== Excerpted text

Description
Source API Endpoint / Documentation
https://support.ala.org.au/support/solutions/articles/6000196714-how-to-download-occurrence-records
Provider description
Atlas of Living Australia (ALA) aggregates open datasets from several sources around Australia. If you exclude iNaturalist Australia, they have over 2,000,000 images and nearly 40,000 sounds.
I don't know how many of those are openly licensed, but at a quick glance, every individual record I clicked on was some variation of CC licensed. According to their image-specific search tool only 4003 images are all rights reserved. A large number are "unrecognised" licenses, but here is an example of one that has a CC license URI in the rights field: https://images.ala.org.au/image/8486cc13-4da9-4dd3-a0f4-5a3d1feea1dc
There are some unrecognised that also just do not have a license listed. I suspect the vast majority are CC license URIs though.
Licenses Provided
CC licences
Provider API Technical info
The organisation of data from ALA is similar to Europeana in that it's a collection of other sources, but also is a source itself.

====
== Extracted material

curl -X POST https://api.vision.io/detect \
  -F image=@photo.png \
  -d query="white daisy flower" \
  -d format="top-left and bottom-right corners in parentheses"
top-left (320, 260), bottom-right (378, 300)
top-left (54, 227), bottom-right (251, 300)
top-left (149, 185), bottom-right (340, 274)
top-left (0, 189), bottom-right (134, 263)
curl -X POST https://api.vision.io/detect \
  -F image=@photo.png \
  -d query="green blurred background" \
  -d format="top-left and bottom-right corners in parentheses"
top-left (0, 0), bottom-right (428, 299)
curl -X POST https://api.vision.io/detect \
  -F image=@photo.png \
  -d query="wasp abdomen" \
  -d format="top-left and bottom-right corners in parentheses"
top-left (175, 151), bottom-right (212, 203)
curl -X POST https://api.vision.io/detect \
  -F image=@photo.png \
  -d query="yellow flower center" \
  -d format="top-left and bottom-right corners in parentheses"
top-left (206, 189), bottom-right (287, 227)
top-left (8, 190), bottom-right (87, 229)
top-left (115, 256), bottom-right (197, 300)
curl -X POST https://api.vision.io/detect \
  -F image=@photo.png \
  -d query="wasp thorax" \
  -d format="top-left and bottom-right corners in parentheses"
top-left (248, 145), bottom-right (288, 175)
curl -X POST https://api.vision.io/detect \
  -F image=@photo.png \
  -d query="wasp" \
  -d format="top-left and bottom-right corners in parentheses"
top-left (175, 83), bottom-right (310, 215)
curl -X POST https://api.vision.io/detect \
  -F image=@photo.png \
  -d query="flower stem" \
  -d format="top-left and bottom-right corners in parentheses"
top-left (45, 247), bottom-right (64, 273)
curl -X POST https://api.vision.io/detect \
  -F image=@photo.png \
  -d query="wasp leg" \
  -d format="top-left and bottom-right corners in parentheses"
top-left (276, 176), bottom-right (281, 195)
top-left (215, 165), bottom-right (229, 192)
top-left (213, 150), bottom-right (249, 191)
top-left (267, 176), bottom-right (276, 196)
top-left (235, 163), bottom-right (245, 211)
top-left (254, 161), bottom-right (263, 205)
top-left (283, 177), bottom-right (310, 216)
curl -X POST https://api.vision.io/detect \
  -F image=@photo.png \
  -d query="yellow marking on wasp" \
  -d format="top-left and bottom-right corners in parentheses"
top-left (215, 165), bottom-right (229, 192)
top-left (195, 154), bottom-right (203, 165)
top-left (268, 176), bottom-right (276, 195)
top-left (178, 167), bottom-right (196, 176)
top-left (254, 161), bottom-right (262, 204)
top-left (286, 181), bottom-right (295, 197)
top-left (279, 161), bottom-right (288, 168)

====

## Exercise instructions
• 1. In the Atlas of Living Australia text, repeat word for word everything from "Licenses Provided" up to and including "a source itself.".
• 2. Do these statements agree with the Atlas of Living Australia text? Answer yes or no for each, and quote the words from the text that decide it.
(a) Leaving out iNaturalist Australia, the Atlas of Living Australia has more than 2,000,000 images.
(b) The image-specific search tool shows more than 10,000 images as all rights reserved.
(c) The way the Atlas of Living Australia organizes its data is compared to Europeana.
• 3. Pick up the Atlas of Living Australia text after its last sentence and write what comes next.

## Answers per task
• 1.
Licenses Provided
CC licences
Provider API Technical info
The organisation of data from ALA is similar to Europeana in that it's a collection of other sources, but also is a source itself.

• 2.
(a) Yes: "If you exclude iNaturalist Australia, they have over 2,000,000 images"
(b) No: "only 4003 images are all rights reserved"
(c) Yes: "The organisation of data from ALA is similar to Europeana"

• 3.
There is an API, here's an example (page size set to 1): https://biocache-ws.ala.org.au/ws/occurrences/search?q=*%3A*&disableAllQualityFilters=true&qualityProfile=ALA&fq=multimedia%3A%22Image%22&fq=-data_resource_uid%3A%22dr1411%22&qc=-_nest_parent_%3A*&pageSize=1
{
"pageSize": 1,
"startIndex": 0,
"totalRecords": 2379535,
"sort": "score",
"dir": "asc",
"status": "OK",
"occurrences": [
{
"uuid": "c4262666-da59-4c89-964d-9ca5e4bcdb03",
"occurrenceID": "https://canbr.gov.au/photo/apii/id/dig/905",
"raw_catalogNumber": "dig 905.1",
"taxonConceptID": "https://id.biodiversity.org.au/node/apni/2902845",
"eventDate": 1126656000000,
"scientificName": "Acacia subcaerulea",
"vernacularName": "Blue-barked Acacia",
"taxonRank": "species",
"taxonRankID": 7000,
"kingdom": "Plantae",
"phylum": "Charophyta",
"classs": "Equisetopsida",
"order": "Fabales",
"family": "Fabaceae",
"genus": "Acacia",
"genusGuid": "https://id.biodiversity.org.au/taxon/apni/51471290",
"species": "Acacia subcaerulea",
"speciesGuid": "https://id.biodiversity.org.au/node/apni/2902845",
"year": 2005,
"month": "09",
"basisOfRecord": "HUMAN_OBSERVATION",
"dataResourceUid": "dr413",
"dataResourceName": "Australian Plant Image Index",
"assertions": [
"MODIFIED_DATE_INVALID",
"MISSING_TAXONRANK",
"TAXON_MISAPPLIED_MATCHED",
"LOCATION_NOT_SUPPLIED",
"COORDINATE_UNCERTAINTY_METERS_INVALID",
"MISSING_GEOREFERENCE_DATE",
"MISSING_GEOREFERENCEDBY",
"MISSING_GEOREFERENCEPROTOCOL",
"MISSING_GEOREFERENCESOURCES",
"MISSING_GEOREFERENCEVERIFICATIONSTATUS"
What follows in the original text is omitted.